### [Goal of the exercise]
Could you retype the records below exactly as they appear, skipping any pictures?

### [Information supplied]

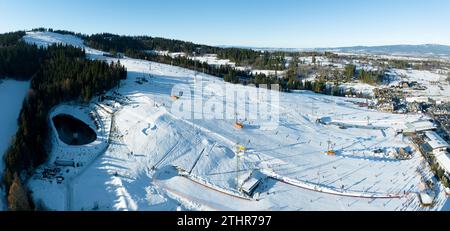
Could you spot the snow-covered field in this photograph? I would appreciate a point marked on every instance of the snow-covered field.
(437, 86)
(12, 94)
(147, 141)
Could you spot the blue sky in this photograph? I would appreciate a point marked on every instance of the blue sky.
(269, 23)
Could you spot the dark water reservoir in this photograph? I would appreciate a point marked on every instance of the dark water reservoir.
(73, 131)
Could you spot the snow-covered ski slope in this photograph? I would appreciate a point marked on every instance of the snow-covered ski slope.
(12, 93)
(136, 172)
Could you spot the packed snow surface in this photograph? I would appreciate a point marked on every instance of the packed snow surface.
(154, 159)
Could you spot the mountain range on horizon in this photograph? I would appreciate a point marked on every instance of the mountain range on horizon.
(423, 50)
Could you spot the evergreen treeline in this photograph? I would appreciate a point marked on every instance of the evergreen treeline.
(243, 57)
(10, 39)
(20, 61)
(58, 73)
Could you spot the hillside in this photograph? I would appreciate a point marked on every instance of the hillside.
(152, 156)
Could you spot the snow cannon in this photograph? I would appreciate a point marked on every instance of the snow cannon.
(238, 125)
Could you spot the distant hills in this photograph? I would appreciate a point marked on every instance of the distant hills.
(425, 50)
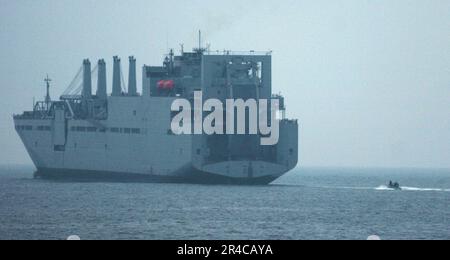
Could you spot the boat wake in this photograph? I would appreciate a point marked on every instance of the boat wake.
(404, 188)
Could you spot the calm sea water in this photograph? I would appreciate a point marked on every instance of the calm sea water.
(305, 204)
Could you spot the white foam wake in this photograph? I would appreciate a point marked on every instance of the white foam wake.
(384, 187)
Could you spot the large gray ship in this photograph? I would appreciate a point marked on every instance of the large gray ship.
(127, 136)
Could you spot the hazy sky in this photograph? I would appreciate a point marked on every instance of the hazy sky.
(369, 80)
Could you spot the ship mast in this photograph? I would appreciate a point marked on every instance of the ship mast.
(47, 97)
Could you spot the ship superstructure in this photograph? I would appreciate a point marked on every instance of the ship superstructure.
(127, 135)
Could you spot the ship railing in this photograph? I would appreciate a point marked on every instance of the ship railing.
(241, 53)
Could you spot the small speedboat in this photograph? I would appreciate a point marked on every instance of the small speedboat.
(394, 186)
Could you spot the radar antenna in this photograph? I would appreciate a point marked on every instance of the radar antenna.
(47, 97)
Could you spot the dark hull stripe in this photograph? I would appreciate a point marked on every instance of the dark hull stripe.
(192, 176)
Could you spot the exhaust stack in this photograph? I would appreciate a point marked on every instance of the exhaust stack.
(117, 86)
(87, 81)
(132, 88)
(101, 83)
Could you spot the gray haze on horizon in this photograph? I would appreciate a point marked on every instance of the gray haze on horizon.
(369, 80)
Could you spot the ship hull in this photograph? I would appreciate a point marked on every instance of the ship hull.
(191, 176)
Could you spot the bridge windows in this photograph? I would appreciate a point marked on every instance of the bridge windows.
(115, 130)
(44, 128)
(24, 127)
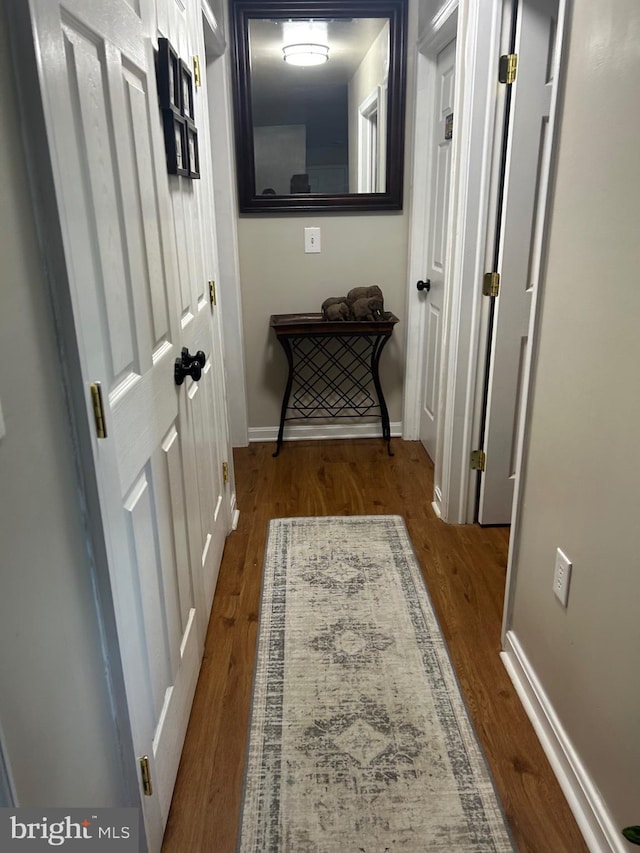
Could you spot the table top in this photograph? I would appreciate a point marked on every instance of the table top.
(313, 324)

### [Answer to the exercise]
Could you spot the snow-covered field in this photograph? I would appreciate a point marked on every instance of the snow-covered field.
(437, 86)
(12, 94)
(147, 141)
Could you spot the blue sky in this photograph? I would appreciate a point marked on every instance of the blue sky.
(269, 23)
Could you spot the dark water reservoir in this photograph? I would appreciate a point marked on every instance of the dark water reservoir.
(73, 131)
Could you spot the snow-covered ski slope in this photograph? I would appreciate a point marked on every instance of the snow-covered ski slope.
(12, 93)
(136, 172)
Could you spot the packed snow surface in this photograph? I would appreciate a point marked on every instance of the packed snow surface.
(154, 159)
Could you spot the mountain range on horizon in this photograph? I would appreciate a point marked on every instance of the mountain range on horizon.
(423, 50)
Could you spot the evergreen treeline in this photograph? I would appreciate a point marked on every instance of the evergreen treeline.
(243, 57)
(10, 39)
(20, 61)
(58, 73)
Could you spot the hillside in this photograph? I would appreciate a point marked on every instance of the hillside.
(152, 156)
Could you spot the snow cannon in this photograph? I would appreciate a point marked on every instance of the snow cannon.
(238, 125)
Could you spot the distant hills in this photograph? I would appreciate a point marked on every instance of the distant hills.
(425, 50)
Could you spot the boat wake in this photograph? I would appreciate a point marked on every instance of the boat wake.
(404, 188)
Could you spot the calm sea water in this photograph? I would appreciate a point marked on every instance of the calm sea water.
(305, 204)
Could you spot the white foam wake in this photograph? I would appreciate a point marked on every instance of the white foam wake.
(384, 187)
Could you spot the large gray ship in this photograph? I would appreciate a point marked on every instance of the large gray ship.
(127, 136)
Could you spot the hazy sky in this photograph? I would appreciate a point marked on every instance of the hazy sky.
(369, 80)
Could you spot the ship mast in this photograph? I would appreciate a point marked on every instance of the ship mast.
(47, 97)
Could you spot the ship superstructure in this photograph? I would appreciate a point marked on every instance of the ship superstructure.
(127, 135)
Could you spot the ship railing in this photograph? I would appreciate a point marked on every instance of the ship railing.
(241, 53)
Could you spot the small speedboat in this photograph? I would appreciate a point marked on every instance of the small speedboat.
(394, 186)
Could you spot the radar antenna in this photograph? I would appreciate a point marked on every instance of the radar antenna.
(47, 97)
Could you spot the dark hull stripe in this photograph? I would appreciate a point marked on every instance of the dark hull stripe.
(192, 176)
Could you spot the exhaust stack in this photograph? I would appreciate a point marked on every instance of the exhaust stack.
(117, 86)
(87, 81)
(132, 88)
(101, 83)
Could you spot the gray haze on horizon in this photograph? I would appreciate a point marked on every instance of the gray haze on horizon.
(369, 80)
Could you spot the ship hull in this photograph? I would appreciate a point marked on every instance of the ship hull.
(191, 176)
Could you spot the bridge windows in this photograph? I would appreciate a point marked on every instance of the bridge windows.
(115, 130)
(44, 128)
(24, 127)
Could you spot the table top in this photograph? I would appreciate a point marked on every instance of the table top.
(313, 324)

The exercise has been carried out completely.